### Task data

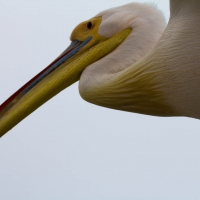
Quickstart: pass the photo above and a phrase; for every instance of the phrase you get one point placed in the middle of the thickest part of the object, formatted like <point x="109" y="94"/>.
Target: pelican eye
<point x="89" y="25"/>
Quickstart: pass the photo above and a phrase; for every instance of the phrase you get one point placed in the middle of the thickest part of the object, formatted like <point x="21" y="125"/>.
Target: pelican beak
<point x="61" y="73"/>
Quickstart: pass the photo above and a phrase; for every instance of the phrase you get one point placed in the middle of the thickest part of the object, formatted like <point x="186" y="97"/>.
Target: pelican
<point x="125" y="58"/>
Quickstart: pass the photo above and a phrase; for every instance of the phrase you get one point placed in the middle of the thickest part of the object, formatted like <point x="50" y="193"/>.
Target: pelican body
<point x="125" y="58"/>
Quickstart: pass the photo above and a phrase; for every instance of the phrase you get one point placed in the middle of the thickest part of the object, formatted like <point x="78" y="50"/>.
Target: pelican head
<point x="121" y="63"/>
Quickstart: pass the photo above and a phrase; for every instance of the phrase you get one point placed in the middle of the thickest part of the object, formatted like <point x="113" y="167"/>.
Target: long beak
<point x="61" y="73"/>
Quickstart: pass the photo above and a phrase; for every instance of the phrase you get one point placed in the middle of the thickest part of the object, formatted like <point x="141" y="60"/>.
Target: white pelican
<point x="124" y="61"/>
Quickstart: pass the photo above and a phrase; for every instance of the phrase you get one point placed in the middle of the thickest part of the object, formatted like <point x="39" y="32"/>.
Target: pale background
<point x="70" y="149"/>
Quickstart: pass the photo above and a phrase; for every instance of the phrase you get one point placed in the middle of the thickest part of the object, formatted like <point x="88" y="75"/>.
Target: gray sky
<point x="70" y="149"/>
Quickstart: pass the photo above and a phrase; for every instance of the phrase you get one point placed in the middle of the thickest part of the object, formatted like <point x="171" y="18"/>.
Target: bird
<point x="125" y="58"/>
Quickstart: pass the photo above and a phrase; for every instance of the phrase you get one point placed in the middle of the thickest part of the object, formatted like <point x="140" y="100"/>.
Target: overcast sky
<point x="70" y="149"/>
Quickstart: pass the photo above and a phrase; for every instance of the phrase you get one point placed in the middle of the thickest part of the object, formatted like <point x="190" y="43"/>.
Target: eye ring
<point x="89" y="25"/>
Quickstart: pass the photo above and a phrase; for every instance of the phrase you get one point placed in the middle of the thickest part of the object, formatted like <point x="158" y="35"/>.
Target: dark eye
<point x="89" y="25"/>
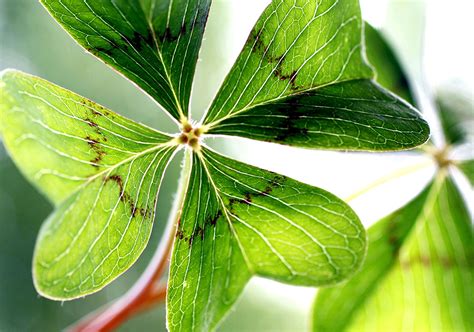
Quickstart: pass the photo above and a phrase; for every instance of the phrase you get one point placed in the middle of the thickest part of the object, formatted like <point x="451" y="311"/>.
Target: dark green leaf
<point x="356" y="115"/>
<point x="102" y="172"/>
<point x="389" y="71"/>
<point x="301" y="80"/>
<point x="153" y="43"/>
<point x="239" y="221"/>
<point x="418" y="274"/>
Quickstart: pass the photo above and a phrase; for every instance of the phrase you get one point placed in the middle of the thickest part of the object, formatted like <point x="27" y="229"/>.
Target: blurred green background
<point x="31" y="41"/>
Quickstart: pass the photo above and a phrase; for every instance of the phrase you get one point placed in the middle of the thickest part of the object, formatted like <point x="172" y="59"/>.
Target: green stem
<point x="390" y="177"/>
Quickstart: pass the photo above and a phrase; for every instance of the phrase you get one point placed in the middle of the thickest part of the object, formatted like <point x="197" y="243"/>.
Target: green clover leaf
<point x="301" y="79"/>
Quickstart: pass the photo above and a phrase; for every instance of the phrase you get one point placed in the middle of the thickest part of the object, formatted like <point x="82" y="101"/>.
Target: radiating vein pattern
<point x="238" y="221"/>
<point x="296" y="45"/>
<point x="207" y="270"/>
<point x="419" y="271"/>
<point x="101" y="170"/>
<point x="154" y="43"/>
<point x="355" y="115"/>
<point x="61" y="140"/>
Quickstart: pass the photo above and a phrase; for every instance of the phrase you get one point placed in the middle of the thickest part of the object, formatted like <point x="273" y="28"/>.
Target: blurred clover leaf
<point x="301" y="80"/>
<point x="418" y="274"/>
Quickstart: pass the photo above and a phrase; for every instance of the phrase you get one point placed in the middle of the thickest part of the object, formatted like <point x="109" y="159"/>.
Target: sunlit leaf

### Task requirements
If a record contains a picture, leave the picture out and return everything else exactly.

### Solution to the exercise
Quickstart: pass the photo above and a phrase; for every instance of the phrase you get one point placed in the middle of the thickest part of the object, formatted like <point x="109" y="94"/>.
Target: pelican eye
<point x="89" y="25"/>
Quickstart: pass the photo above and a phrase; for every instance of the phrase you get one point placed in the middle of the thickest part of the object, formatted like <point x="21" y="125"/>.
Target: pelican beak
<point x="61" y="73"/>
Quickstart: pass the photo above and a phrase; for every instance of the phrase you get one point placed in the middle of the thickest part of the object, formatted like <point x="186" y="97"/>.
Target: pelican
<point x="125" y="58"/>
Quickstart: pass the photo above and a phrase; for every instance of the phrase you get one point placed in the middle of the thickest part of the object, formatted like <point x="50" y="193"/>.
Target: pelican body
<point x="125" y="58"/>
Quickstart: pass the photo above and a phrase; for every instance of the phrase you get one point placed in the middle of the thickest part of the object, formatted like <point x="78" y="50"/>.
Target: pelican head
<point x="121" y="63"/>
Quickstart: pass the photo above and a phrase; for every instance of the phrase you get one point placed in the middle of the thickest part of the object, formatted like <point x="113" y="167"/>.
Target: long beak
<point x="61" y="73"/>
Quickstart: pass the photo above and a phrase; for every instance of the phrase you get one point placed in the middle of the thickest part of the object, formatted like <point x="141" y="60"/>.
Target: white pelican
<point x="124" y="61"/>
Quickstart: pass the photo above and a phrase; for every instance of the phrase you get one point placed in the middle of the thickest part of the object, formatted like <point x="39" y="32"/>.
Target: pale background
<point x="70" y="149"/>
Quickstart: pass the photo above and a phrase; for every instance of the phrase you get one point placed in the middle of the thickest part of the object, formatted like <point x="88" y="75"/>.
Target: gray sky
<point x="70" y="149"/>
Quickstart: pass the photo above and a phrase; for every instance of the phrase you get one point placed in the middle of the thickest part of the object, formatted like <point x="171" y="18"/>.
Target: bird
<point x="125" y="58"/>
Quickstart: pass the photo above and a phrase; for every instance of the phrase you get one point placed in the middle of the thickest part of the object, formatted like <point x="140" y="100"/>.
Target: overcast sky
<point x="70" y="149"/>
Quickstart: pass the photo above and a phrase; for every instance of the phrase you get one point placed in the middle of the thickest part of the object, formatted like <point x="190" y="43"/>.
Target: eye ring
<point x="89" y="25"/>
Quickstart: pass the photo above and a phrase; for every instance of the phrase you get one point placed in the middle of the thickest part of the object, formatted like <point x="158" y="35"/>.
Target: dark eye
<point x="89" y="25"/>
Quickstart: pass the photo above and a phrase; for every instance of the phrase you get one point placed in the middle of the thickest part of the object, formatted like <point x="451" y="311"/>.
Target: dark green leaf
<point x="356" y="115"/>
<point x="102" y="172"/>
<point x="389" y="71"/>
<point x="301" y="80"/>
<point x="153" y="43"/>
<point x="239" y="221"/>
<point x="418" y="274"/>
Quickstart: pass the photo above and a phrase; for every instance of the phrase you get one point placed in the middle of the thickest part of the object, formatted like <point x="27" y="229"/>.
Target: blurred green background
<point x="31" y="41"/>
Quickstart: pass the photo above and a phrase; for every instance of the phrase you get one point placed in the middle of the thickest part of the object, formatted like <point x="172" y="59"/>.
Target: green stem
<point x="390" y="177"/>
Quickstart: pass the photo above and a phrase; for every instance of the phrase you get one point placed in the middle of the thickest part of the object, formatted like <point x="197" y="243"/>.
Target: green clover leaf
<point x="301" y="79"/>
Quickstart: pass the photo above and a phrase; for every instance of the phrase you get one point placed in the middle of the thickest part of the object, formatted like <point x="82" y="101"/>.
Target: radiating vein pattern
<point x="238" y="221"/>
<point x="296" y="45"/>
<point x="207" y="270"/>
<point x="419" y="271"/>
<point x="101" y="170"/>
<point x="154" y="43"/>
<point x="355" y="115"/>
<point x="61" y="140"/>
Quickstart: pass the photo above and a phrase; for every instance of the phrase you get one point placed in the middle of the thickest part of the object, formatted like <point x="273" y="28"/>.
Target: blurred clover leaf
<point x="301" y="80"/>
<point x="418" y="274"/>
Quickstart: pass the photo above and a phrase; for every instance of the phrase you get one point placed in the middle of the thickest part of the object, formatted like <point x="109" y="159"/>.
Target: sunlit leaf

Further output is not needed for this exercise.